DATA TO PROCESS:
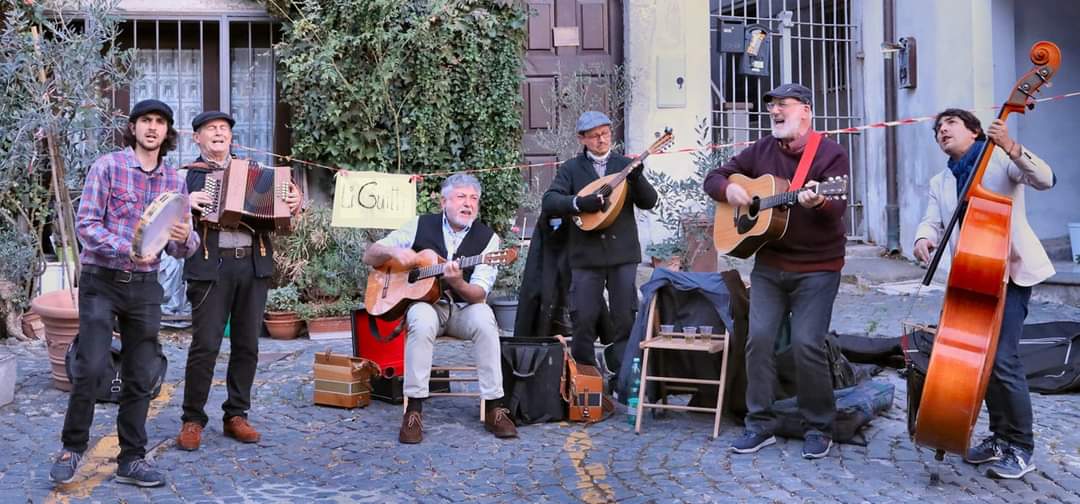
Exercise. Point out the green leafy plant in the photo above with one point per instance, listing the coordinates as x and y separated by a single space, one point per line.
508 283
410 87
683 202
56 84
283 299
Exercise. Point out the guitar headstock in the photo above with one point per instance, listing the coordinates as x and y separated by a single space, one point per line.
503 257
664 141
833 188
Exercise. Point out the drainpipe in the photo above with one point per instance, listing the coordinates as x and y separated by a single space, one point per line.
891 207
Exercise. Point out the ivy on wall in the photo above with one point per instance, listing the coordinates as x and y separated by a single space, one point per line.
409 86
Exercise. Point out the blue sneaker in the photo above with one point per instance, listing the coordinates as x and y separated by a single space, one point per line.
990 450
815 445
139 473
751 441
1014 464
65 466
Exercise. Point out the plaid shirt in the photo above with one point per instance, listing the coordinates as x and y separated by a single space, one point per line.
116 193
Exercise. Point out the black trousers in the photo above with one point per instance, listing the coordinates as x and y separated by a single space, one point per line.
586 294
239 295
134 301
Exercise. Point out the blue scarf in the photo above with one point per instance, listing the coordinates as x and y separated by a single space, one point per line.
961 168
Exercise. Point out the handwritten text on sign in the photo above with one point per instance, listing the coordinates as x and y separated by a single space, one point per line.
373 200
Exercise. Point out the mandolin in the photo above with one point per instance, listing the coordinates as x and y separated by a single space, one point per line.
392 287
740 231
613 188
967 338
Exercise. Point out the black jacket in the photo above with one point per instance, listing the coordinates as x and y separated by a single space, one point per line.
203 266
615 245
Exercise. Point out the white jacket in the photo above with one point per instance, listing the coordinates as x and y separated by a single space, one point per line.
1028 262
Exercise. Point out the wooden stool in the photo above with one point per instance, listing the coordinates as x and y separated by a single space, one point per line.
656 340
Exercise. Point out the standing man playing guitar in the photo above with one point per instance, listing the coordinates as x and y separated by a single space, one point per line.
960 136
798 274
228 278
605 257
453 233
118 284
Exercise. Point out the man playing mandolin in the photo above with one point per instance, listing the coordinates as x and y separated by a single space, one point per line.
798 273
117 284
604 257
453 233
960 136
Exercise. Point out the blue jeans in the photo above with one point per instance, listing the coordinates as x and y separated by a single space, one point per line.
809 298
1008 398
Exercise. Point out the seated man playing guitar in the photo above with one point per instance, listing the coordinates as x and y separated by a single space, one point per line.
453 233
799 273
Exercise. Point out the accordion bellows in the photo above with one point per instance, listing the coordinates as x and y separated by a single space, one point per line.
251 194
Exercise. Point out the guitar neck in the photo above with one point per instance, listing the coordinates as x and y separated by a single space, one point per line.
436 270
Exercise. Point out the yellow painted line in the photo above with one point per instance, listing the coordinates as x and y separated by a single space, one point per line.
577 447
99 462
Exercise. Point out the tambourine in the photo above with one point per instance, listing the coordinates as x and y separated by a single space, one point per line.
151 233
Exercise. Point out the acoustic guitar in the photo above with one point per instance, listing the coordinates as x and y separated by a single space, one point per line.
613 189
740 231
392 287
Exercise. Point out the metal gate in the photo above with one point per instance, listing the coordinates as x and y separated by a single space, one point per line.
805 41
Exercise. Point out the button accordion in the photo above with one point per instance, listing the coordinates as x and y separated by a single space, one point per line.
251 194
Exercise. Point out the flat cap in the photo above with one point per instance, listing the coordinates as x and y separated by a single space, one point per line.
791 90
211 116
148 106
592 119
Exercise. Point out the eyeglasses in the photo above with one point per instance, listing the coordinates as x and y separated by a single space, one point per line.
781 105
597 136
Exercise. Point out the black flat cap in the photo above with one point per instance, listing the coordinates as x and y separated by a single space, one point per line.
211 116
148 106
791 90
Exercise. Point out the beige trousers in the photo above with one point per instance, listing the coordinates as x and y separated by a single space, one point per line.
467 322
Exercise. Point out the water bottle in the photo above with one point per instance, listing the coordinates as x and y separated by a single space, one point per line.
632 400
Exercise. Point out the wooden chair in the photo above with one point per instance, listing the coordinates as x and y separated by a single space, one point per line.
451 378
656 340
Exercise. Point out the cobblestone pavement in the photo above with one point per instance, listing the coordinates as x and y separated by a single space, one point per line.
326 454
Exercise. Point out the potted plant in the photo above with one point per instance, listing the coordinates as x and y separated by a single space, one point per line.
281 318
328 319
508 283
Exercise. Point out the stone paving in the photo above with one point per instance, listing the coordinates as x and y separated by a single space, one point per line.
312 453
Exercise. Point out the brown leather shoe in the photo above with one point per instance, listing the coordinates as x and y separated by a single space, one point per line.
238 428
190 436
498 422
412 428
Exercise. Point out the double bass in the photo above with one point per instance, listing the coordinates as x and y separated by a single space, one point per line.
971 315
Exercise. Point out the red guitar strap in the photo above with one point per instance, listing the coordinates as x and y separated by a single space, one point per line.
808 153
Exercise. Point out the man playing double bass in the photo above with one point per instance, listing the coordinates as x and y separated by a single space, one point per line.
960 136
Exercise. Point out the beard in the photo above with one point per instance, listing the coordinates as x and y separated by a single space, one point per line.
787 131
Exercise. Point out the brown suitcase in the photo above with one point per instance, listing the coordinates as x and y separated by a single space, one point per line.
584 392
343 381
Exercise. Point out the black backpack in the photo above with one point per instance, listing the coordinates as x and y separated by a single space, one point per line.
109 383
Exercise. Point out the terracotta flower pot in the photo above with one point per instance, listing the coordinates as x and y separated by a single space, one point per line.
61 317
283 325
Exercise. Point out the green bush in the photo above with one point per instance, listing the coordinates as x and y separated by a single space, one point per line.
408 86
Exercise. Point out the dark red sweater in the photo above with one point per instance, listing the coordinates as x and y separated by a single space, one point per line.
815 239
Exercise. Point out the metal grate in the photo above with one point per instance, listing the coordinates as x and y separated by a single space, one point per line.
811 43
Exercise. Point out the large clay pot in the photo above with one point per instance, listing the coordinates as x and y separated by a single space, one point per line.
283 325
61 316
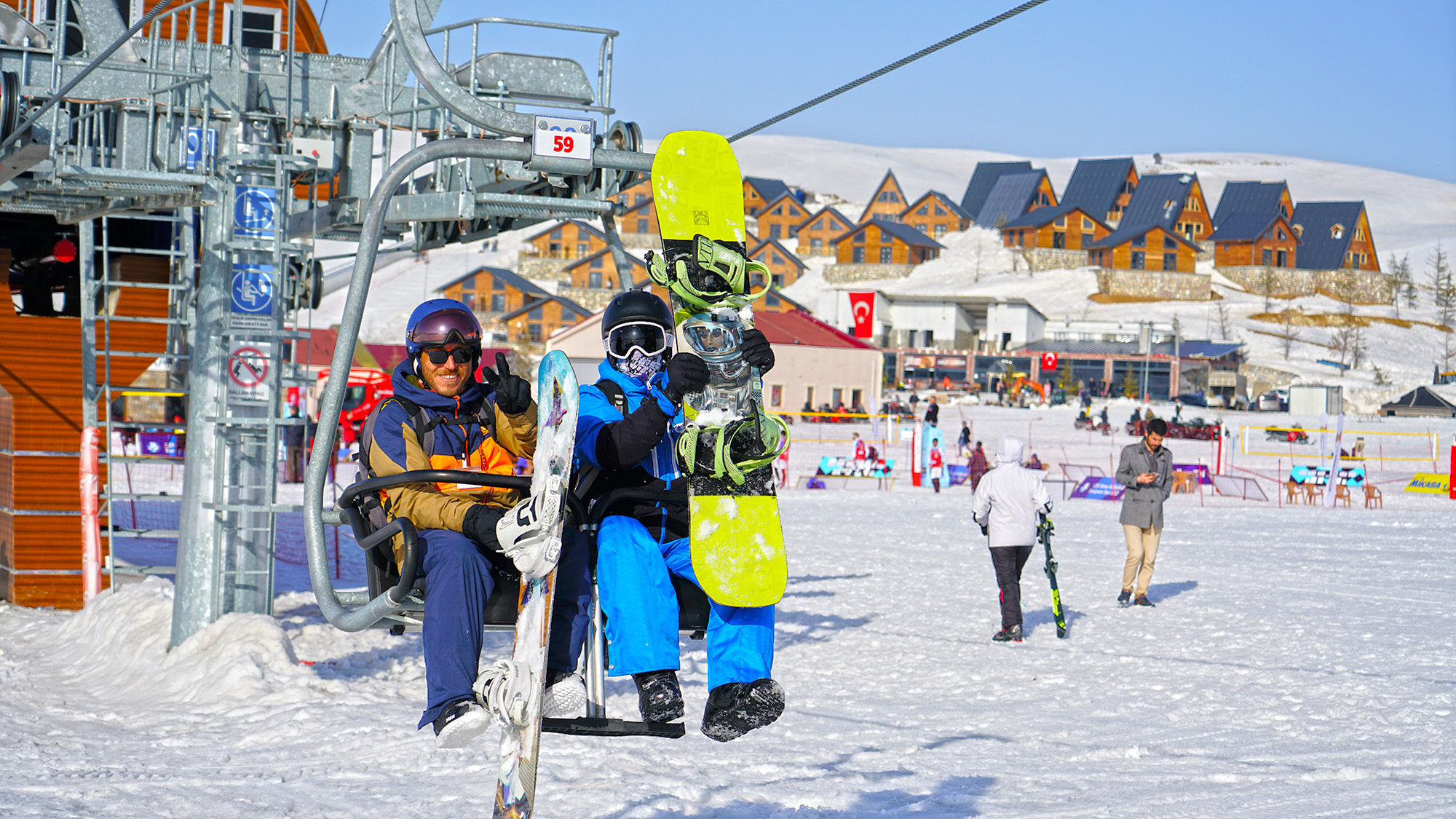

WRITTEN PROBLEM:
Count the lines in the entries above that contain the word "wooden". Reply with the number alone.

OUTPUT:
2